DOCUMENT EXTRACT ▸
____
Effect of methanol treatment on gas sorption and transport behavior of intrinsically microporous polyimide membranes incorporating Troger's base

Abstract

The gas sorption behavior of polyimides (PIs) incorporating Troger's base (TB) units was investigated for five representative small gases (H-2, N-2, O-2, CH4, and CO2) by barometric pressure decay methods at 35 degrees C. Methanol treatment of the PI-TB membranes increased the sorption, diffusion, and permeation of the small gas molecules because of increased interactions between the polymer and gas molecules as well as an increase of the FFV due to dilation of the polymers. Two different solubility determination methods, pressure decay based and time-lag based methods, were introduced and compared. The gas solubilities of relatively condensable gases such as CO2 and CH4 showed good agreement between the two solubility measurements. Two different dianhyclricles (6FDA and BTDA) in the PI-TBs were also introduced to determine their structural contributions to the gas sorption and transport properties. The two PI-TBs showed similar behavior in Henry's mode sorption. However, their Langmuir mode sorption demonstrated distinctive behavior, resulting in different gas transport phenomena. Methanol treated PI-TB membranes exhibited plasticization resistance for CO2 permeation under high CO2 content feed in CO2/CH4 mixture. Incorporating TB units in the Pl backbones achieved comparable microporosity and gas permeability results especially for CO2 separation in highly permeable polymer membranes.
____
DATA LISTING ▸

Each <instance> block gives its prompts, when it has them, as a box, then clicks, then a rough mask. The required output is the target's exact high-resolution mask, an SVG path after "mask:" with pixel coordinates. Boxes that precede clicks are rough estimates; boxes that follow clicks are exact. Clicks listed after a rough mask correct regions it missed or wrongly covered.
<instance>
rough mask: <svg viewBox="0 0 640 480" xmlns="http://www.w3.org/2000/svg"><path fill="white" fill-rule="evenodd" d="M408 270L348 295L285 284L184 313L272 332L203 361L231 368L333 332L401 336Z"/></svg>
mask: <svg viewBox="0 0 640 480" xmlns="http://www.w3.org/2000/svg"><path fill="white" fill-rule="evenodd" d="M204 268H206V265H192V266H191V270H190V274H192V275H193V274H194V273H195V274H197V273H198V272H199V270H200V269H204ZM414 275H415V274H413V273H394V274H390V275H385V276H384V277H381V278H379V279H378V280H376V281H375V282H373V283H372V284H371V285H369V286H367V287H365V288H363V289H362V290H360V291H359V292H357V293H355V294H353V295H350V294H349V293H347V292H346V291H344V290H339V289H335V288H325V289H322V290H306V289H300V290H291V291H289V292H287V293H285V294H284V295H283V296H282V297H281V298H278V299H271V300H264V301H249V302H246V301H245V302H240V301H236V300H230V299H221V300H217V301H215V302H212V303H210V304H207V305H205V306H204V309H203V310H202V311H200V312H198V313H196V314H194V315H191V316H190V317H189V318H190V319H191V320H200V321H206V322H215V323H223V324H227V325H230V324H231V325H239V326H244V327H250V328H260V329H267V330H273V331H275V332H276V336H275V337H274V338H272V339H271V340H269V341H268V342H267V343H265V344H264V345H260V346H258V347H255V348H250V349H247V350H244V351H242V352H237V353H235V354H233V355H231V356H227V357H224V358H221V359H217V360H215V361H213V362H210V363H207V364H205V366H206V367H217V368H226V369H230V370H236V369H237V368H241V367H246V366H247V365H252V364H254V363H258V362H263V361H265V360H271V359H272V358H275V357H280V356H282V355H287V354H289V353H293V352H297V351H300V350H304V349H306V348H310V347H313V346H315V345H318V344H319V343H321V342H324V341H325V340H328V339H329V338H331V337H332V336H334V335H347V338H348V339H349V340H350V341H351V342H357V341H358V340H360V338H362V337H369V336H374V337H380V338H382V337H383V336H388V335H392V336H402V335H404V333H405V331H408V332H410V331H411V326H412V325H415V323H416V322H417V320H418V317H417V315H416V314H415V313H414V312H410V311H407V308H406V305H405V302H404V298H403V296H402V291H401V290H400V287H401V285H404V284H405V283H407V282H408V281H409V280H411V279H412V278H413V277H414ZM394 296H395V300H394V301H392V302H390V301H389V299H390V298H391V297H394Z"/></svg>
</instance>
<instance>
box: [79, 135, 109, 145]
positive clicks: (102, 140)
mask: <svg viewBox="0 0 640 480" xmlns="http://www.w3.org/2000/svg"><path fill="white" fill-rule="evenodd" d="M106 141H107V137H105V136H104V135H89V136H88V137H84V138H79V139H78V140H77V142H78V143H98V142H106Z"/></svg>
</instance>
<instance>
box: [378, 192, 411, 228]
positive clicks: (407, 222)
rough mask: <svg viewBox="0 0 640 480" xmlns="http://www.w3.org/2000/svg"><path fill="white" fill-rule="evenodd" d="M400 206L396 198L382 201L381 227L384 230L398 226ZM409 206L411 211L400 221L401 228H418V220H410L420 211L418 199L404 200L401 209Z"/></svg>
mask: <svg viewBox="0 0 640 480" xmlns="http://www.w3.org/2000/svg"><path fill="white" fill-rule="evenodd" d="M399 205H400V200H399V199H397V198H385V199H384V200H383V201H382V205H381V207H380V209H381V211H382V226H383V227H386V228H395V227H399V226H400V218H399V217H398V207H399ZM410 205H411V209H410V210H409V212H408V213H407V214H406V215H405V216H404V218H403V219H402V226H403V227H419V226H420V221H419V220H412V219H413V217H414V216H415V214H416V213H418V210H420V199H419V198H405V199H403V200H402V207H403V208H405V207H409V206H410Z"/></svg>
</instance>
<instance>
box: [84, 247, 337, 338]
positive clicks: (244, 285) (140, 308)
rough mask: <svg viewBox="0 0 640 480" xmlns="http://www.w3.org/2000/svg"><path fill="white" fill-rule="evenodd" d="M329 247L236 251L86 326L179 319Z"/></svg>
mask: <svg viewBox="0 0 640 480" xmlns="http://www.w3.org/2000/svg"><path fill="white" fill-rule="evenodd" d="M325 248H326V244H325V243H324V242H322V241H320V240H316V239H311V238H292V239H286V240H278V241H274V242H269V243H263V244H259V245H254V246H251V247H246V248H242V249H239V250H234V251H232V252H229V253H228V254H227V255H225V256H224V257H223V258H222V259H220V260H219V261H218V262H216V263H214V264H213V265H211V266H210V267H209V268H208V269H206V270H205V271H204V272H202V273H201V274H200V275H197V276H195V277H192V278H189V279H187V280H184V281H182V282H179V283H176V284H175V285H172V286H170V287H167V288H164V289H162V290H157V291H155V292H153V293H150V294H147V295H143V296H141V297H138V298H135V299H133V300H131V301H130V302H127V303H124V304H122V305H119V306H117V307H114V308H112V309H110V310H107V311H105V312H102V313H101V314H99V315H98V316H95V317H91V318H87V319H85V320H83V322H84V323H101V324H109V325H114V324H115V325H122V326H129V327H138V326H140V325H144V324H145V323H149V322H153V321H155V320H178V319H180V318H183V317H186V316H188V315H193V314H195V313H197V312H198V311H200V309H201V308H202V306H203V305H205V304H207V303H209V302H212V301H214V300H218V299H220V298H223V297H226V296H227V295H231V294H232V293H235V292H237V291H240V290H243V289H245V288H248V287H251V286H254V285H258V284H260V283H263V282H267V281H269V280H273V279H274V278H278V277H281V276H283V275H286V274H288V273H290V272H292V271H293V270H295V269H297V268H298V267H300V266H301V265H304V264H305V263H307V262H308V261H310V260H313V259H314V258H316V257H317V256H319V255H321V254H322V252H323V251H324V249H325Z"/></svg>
____
TASK ITEM A ▸ Summarize the abstract in two sentences.
TASK ITEM B ▸ List every gas whose sorption behavior was studied, according to the abstract.
TASK ITEM C ▸
Answer from the abstract:
(i) At what temperature were the sorption measurements made?
(ii) Which two methods for determining solubility were compared?
(iii) In which sorption mode did the two PI-TBs behave similarly?
Answer from the abstract alone, not from the material.

TASK ANSWER A ▸ The abstract reports that treating polyimide membranes containing Troger's base units with methanol raised the sorption, diffusion, and permeation of small gases, owing to stronger polymer-gas interactions and greater FFV from polymer dilation. The treated membranes also resisted plasticization in CO2/CH4 mixtures with high CO2 content, and incorporating Troger's base units gave microporosity and gas permeability comparable to highly permeable polymer membranes, especially for CO2 separation.

TASK ANSWER B ▸ H2, N2, O2, CH4, CO2

TASK ANSWER C ▸
(i) 35 degrees C
(ii) The pressure decay based method and the time-lag based method
(iii) Henry's mode